## Exercise objective
In the entries below, find the line with "For this exercise we mark the grey" and the line with "For this exercise we mark the stadium". Return those two lines and all lines between them, exactly.

## Supplied data
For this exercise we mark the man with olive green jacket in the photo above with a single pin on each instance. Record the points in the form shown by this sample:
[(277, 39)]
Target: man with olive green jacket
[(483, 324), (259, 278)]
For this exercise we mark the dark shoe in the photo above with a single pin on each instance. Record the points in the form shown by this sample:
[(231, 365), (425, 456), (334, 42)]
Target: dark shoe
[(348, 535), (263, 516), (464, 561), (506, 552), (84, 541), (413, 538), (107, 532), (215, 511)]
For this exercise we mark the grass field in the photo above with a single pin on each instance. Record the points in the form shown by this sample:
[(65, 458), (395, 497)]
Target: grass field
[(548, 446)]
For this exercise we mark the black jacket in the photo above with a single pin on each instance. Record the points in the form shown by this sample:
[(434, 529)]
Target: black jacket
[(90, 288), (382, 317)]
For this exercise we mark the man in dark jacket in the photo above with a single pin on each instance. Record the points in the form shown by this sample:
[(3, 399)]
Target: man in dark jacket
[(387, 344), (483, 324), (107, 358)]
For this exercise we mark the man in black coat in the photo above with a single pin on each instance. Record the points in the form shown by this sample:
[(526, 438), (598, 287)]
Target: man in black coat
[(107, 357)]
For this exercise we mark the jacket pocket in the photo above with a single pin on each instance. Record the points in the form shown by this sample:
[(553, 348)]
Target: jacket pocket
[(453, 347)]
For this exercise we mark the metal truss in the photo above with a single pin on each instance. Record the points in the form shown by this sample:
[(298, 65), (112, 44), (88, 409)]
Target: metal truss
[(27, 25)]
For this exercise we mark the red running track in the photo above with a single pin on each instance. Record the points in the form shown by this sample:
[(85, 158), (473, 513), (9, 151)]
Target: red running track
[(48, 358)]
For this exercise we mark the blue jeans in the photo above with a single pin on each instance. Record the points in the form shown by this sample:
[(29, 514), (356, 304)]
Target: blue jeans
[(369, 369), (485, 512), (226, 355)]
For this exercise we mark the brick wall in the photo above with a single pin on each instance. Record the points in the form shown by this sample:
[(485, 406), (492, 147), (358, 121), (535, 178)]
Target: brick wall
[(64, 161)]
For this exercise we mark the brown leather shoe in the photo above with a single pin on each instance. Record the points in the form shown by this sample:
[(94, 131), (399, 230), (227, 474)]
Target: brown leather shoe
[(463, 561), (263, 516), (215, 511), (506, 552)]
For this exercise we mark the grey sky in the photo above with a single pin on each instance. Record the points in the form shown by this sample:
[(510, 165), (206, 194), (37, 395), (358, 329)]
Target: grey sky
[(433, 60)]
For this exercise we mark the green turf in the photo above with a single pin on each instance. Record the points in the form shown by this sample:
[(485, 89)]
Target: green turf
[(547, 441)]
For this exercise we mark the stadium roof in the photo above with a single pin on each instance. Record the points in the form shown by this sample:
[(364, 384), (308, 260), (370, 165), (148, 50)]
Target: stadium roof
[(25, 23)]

## Solution
For this exercise we mark the grey sky in the photo above with a single pin on each instance. Record the points in the form shown by this sample:
[(510, 165), (206, 194), (37, 395), (358, 329)]
Target: grey sky
[(433, 60)]
For this exercise we mark the green turf in the photo above with a single pin on each instance. Record the points in the form shown by this sample:
[(485, 89)]
Target: green turf
[(547, 441)]
For this exercise we mark the stadium roof in the photo above with a single pin on each instance. Record the points in the form shown by this sample:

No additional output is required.